**DATA**
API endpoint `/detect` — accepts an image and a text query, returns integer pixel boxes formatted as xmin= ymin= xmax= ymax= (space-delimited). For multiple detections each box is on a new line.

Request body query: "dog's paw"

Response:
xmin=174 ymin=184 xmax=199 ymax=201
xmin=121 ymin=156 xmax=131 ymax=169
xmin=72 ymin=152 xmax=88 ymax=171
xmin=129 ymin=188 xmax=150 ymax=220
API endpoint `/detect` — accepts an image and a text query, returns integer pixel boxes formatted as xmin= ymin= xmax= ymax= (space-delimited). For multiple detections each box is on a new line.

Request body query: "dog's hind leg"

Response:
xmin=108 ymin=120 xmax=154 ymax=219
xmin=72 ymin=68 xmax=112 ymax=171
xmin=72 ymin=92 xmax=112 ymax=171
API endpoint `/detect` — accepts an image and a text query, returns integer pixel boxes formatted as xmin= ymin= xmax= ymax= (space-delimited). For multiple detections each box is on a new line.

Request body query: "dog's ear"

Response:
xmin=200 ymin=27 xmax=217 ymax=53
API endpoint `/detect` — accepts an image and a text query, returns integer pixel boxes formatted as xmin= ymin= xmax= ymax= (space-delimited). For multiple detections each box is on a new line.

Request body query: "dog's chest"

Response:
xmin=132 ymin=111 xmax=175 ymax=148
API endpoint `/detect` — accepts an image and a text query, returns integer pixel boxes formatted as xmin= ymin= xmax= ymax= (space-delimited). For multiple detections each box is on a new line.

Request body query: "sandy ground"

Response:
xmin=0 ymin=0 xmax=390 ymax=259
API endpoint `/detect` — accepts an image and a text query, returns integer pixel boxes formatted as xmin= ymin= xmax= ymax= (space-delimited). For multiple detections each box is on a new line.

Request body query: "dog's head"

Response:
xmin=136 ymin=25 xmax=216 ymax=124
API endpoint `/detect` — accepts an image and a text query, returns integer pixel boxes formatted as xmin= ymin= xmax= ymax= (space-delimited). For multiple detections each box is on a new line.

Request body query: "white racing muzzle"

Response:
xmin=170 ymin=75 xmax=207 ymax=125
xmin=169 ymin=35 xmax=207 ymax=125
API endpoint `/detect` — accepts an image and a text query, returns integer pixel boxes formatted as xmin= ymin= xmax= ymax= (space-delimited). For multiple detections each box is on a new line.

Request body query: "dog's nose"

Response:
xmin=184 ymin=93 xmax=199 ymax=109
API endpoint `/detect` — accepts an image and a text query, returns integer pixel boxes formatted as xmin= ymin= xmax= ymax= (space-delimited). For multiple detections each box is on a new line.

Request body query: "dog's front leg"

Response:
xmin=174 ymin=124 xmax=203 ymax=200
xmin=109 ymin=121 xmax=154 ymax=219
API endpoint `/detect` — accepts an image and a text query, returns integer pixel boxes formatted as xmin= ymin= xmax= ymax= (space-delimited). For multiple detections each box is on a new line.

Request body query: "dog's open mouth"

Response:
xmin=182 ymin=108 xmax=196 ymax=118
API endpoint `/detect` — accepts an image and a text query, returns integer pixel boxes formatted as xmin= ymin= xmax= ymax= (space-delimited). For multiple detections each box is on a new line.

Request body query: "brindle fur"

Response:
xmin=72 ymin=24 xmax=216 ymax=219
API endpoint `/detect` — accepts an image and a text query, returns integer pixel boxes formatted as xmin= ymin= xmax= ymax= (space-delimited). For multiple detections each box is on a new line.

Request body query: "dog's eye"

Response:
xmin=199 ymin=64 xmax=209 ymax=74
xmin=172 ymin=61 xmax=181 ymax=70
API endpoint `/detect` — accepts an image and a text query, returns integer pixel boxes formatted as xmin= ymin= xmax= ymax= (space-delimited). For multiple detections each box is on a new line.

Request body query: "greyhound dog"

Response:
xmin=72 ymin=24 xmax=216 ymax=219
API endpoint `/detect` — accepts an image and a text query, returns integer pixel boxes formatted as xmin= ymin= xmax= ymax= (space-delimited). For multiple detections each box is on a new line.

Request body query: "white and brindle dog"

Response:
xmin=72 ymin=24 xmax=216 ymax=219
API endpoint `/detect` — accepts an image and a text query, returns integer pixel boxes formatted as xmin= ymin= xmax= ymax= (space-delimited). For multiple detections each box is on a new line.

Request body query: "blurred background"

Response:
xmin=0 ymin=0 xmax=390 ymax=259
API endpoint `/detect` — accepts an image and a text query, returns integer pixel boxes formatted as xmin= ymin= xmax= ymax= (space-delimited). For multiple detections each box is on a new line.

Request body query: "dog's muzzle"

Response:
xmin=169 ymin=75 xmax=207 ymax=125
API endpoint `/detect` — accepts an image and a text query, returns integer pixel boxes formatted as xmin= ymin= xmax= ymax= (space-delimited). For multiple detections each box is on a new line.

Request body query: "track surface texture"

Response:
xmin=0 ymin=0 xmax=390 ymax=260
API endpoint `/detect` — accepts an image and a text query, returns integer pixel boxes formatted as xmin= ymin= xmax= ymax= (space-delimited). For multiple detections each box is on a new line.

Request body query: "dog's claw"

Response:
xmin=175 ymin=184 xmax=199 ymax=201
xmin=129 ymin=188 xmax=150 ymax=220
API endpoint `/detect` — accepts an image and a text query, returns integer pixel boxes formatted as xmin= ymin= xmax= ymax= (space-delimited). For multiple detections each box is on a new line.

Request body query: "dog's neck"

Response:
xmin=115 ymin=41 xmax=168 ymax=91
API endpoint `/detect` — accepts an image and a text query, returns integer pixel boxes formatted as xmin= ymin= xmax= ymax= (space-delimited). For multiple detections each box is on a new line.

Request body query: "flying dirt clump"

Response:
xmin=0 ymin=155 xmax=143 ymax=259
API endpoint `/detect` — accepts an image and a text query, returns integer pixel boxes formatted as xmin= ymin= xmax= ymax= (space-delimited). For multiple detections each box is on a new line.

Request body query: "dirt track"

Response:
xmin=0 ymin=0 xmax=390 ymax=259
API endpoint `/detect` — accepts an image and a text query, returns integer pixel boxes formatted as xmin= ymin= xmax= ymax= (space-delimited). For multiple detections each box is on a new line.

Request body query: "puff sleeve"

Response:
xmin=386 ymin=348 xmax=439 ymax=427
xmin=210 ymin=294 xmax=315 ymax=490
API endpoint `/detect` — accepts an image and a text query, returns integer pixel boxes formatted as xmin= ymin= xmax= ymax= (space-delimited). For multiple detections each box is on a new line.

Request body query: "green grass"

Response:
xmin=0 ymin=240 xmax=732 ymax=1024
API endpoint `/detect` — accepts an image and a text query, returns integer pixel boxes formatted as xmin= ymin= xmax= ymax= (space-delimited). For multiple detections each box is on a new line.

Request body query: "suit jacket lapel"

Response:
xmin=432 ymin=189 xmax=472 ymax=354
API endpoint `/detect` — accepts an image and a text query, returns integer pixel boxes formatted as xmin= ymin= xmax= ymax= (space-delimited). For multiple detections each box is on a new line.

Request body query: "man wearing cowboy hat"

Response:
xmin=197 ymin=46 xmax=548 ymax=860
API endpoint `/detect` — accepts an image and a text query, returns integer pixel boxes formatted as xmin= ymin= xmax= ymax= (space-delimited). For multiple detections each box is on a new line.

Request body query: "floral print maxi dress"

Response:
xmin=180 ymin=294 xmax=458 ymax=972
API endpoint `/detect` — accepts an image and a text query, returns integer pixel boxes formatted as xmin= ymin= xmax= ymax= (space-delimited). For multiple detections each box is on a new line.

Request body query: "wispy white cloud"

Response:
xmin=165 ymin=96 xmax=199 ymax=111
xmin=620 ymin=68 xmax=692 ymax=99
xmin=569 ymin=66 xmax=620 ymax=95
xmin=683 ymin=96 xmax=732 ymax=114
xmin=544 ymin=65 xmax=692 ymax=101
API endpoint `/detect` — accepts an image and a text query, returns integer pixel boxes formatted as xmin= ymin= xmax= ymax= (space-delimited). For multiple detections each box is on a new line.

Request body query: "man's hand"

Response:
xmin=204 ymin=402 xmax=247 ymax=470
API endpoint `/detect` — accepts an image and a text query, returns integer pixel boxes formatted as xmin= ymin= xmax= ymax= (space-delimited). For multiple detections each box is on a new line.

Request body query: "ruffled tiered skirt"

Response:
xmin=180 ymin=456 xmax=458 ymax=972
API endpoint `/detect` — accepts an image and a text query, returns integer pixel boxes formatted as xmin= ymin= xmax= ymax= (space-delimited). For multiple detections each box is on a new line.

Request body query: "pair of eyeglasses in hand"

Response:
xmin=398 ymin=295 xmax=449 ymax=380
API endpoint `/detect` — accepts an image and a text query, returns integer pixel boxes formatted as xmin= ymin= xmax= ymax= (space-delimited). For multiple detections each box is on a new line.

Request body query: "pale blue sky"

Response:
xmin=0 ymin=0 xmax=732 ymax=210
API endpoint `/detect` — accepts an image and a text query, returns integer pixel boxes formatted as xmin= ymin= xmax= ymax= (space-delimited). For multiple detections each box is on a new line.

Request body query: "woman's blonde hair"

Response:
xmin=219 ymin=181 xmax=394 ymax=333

**GOAL**
Return the records word for word from their first line through the line containing "xmin=136 ymin=25 xmax=216 ymax=124", including that line.

**OUTPUT OF THE EXERCISE**
API endpoint `/detect` — accepts an image and a text query, returns integer pixel boxes formatted as xmin= ymin= xmax= ymax= (space-delimited). For multiple detections each box is on a new line.

Request body query: "dog's paw"

Response:
xmin=174 ymin=184 xmax=199 ymax=201
xmin=121 ymin=156 xmax=131 ymax=169
xmin=72 ymin=152 xmax=88 ymax=171
xmin=129 ymin=188 xmax=150 ymax=220
API endpoint `/detect` — accepts an image and a text query, returns integer pixel boxes formatted as xmin= ymin= xmax= ymax= (space-delimited). For multiple detections each box is on a new line.

Request body query: "dog's hind leg"

Response:
xmin=108 ymin=120 xmax=154 ymax=219
xmin=72 ymin=68 xmax=112 ymax=171
xmin=72 ymin=92 xmax=112 ymax=171
API endpoint `/detect` — accepts an image and a text query, returns integer pixel boxes formatted as xmin= ymin= xmax= ymax= (space-delimited). For multiple detections each box is on a new line.

Request body query: "dog's ear"

Response:
xmin=200 ymin=27 xmax=217 ymax=53
API endpoint `/detect` — accepts an image and a text query, returns integer pixel boxes formatted as xmin= ymin= xmax= ymax= (space-delimited). For multiple detections each box is on a new line.

Request body query: "dog's chest"

Response:
xmin=132 ymin=111 xmax=175 ymax=148
API endpoint `/detect` — accepts an image and a text query, returns integer pixel boxes formatted as xmin= ymin= xmax= ymax= (space-delimited). For multiple detections each box is on a new line.

Request body query: "sandy ground"

Response:
xmin=0 ymin=0 xmax=390 ymax=259
API endpoint `/detect` — accepts an image and a text query, returns integer pixel boxes formatted as xmin= ymin= xmax= ymax= (space-delimited). For multiple detections each box is on a new line.

Request body query: "dog's head"

Response:
xmin=136 ymin=25 xmax=216 ymax=124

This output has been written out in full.